Assignment:
Your answer must be the line holding "roundel and give integer pixel coordinates." followed by every later line through the end of the entries, exactly as written.

Data supplied below:

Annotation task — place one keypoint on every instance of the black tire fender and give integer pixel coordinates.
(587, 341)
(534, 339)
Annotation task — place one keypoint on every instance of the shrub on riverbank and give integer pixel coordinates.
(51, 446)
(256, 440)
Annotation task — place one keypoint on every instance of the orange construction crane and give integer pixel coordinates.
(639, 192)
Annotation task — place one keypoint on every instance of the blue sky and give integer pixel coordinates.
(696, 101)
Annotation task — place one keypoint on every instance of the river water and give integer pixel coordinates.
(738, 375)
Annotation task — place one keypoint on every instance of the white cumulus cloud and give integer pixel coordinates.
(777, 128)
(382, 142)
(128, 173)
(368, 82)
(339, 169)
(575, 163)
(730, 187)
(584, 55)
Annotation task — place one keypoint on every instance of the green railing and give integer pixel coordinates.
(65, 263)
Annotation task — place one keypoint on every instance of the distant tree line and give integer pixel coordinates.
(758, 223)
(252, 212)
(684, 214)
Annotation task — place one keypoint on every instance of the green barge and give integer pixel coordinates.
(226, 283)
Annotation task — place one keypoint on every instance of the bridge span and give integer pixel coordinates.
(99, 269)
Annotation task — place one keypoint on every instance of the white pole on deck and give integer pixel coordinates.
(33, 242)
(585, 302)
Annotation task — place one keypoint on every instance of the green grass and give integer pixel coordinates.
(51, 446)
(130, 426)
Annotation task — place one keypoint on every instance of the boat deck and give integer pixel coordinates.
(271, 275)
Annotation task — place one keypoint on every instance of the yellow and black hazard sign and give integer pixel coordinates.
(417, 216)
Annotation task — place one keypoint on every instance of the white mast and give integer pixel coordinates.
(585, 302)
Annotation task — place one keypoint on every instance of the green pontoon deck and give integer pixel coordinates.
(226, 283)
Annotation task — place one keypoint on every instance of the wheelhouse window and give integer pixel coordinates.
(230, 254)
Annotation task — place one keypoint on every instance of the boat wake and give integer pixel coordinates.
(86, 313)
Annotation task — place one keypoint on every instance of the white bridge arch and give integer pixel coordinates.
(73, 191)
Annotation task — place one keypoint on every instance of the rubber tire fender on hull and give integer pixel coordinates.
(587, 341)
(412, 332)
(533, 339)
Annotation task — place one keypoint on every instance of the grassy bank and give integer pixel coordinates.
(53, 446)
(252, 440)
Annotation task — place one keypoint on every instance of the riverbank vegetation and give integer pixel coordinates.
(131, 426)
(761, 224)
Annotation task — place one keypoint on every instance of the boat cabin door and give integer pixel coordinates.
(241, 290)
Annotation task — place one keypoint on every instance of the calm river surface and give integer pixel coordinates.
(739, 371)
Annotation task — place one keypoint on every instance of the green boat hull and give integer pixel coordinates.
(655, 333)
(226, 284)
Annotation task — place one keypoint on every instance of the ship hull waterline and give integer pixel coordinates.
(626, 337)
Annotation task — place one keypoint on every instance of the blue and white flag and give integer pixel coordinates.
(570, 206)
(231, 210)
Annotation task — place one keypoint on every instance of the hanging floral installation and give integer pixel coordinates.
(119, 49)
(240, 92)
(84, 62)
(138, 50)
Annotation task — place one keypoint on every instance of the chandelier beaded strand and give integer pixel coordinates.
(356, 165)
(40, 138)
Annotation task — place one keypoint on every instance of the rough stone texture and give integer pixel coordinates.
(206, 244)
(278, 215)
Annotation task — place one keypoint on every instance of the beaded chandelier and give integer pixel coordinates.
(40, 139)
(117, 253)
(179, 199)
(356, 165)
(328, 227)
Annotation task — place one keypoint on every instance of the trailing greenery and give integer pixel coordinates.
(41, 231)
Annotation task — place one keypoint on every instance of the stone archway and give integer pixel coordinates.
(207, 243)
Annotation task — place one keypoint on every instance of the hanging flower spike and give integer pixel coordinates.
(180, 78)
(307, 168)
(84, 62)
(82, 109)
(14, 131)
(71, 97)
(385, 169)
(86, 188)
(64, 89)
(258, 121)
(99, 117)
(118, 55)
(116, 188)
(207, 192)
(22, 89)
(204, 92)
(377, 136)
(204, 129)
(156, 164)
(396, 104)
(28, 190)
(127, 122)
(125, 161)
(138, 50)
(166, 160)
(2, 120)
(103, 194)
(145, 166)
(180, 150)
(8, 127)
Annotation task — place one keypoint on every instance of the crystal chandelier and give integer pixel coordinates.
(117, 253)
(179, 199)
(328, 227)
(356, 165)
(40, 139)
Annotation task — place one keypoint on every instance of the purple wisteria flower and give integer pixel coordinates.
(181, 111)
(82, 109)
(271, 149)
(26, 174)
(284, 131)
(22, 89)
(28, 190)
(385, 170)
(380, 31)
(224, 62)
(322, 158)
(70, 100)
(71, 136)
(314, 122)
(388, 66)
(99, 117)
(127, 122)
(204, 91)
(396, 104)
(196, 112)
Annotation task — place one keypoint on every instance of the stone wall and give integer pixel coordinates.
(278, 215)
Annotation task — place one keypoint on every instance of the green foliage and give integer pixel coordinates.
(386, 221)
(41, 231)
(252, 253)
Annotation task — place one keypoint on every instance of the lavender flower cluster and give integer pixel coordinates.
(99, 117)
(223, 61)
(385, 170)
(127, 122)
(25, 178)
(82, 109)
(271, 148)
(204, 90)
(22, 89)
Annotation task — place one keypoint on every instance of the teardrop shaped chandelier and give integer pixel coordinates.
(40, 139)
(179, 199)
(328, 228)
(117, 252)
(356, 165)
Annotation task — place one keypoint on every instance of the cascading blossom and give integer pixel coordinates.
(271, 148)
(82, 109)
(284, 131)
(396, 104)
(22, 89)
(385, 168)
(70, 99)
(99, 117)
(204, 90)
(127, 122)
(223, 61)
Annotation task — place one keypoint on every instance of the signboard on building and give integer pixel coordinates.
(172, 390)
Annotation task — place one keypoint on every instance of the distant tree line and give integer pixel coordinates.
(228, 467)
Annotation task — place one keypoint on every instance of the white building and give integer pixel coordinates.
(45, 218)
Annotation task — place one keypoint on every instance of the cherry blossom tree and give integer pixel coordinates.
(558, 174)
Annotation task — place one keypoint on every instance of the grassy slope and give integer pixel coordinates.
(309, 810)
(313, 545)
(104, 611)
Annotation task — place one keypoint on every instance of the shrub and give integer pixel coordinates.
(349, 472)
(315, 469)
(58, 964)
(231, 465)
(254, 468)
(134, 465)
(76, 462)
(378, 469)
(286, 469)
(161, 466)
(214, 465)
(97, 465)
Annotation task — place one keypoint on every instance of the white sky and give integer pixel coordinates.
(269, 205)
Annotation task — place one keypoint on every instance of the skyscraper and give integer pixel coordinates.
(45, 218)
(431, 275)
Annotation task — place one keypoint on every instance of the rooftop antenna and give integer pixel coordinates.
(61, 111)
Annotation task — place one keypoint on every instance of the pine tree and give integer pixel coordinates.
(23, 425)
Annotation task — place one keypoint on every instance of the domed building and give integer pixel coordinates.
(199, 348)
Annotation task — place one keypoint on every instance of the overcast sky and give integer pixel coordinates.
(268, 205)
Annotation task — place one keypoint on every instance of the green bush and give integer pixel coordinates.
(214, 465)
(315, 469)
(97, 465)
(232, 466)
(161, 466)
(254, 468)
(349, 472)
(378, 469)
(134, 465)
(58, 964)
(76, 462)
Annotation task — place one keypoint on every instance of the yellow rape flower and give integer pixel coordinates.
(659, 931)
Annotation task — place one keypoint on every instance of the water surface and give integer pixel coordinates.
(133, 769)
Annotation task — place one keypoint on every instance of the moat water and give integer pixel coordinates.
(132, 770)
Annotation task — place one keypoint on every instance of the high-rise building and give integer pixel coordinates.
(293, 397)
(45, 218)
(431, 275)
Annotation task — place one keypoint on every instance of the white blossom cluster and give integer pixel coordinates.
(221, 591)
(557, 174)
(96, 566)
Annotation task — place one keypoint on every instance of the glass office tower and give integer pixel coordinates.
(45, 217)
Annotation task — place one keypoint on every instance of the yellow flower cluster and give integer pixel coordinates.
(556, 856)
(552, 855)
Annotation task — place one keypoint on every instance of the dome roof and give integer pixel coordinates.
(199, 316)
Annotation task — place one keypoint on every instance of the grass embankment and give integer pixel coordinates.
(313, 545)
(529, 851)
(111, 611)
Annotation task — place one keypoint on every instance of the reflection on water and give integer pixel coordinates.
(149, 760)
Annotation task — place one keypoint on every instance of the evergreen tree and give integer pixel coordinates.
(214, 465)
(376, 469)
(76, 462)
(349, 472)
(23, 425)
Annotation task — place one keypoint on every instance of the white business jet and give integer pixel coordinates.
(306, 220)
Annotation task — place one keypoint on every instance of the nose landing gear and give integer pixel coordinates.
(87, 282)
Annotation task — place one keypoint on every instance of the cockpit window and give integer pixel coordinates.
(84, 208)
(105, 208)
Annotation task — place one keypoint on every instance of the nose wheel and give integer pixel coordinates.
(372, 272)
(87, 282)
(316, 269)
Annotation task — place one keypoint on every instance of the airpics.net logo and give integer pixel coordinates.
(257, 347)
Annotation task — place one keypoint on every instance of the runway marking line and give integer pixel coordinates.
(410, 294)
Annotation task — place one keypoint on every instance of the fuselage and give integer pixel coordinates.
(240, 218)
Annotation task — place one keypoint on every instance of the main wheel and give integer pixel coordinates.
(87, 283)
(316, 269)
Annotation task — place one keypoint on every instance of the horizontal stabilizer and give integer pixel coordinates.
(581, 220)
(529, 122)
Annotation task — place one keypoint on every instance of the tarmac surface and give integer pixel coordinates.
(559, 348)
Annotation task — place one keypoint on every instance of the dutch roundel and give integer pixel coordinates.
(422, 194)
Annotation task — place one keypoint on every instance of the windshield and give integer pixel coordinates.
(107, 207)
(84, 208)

End of Data supplied.

Response to this task:
Annotation task — place one keypoint on every instance of the dutch roundel and give integer pixel coordinates.
(422, 194)
Annotation task — place one keypoint on every instance of the windshield and give integer pixel coordinates.
(107, 207)
(84, 208)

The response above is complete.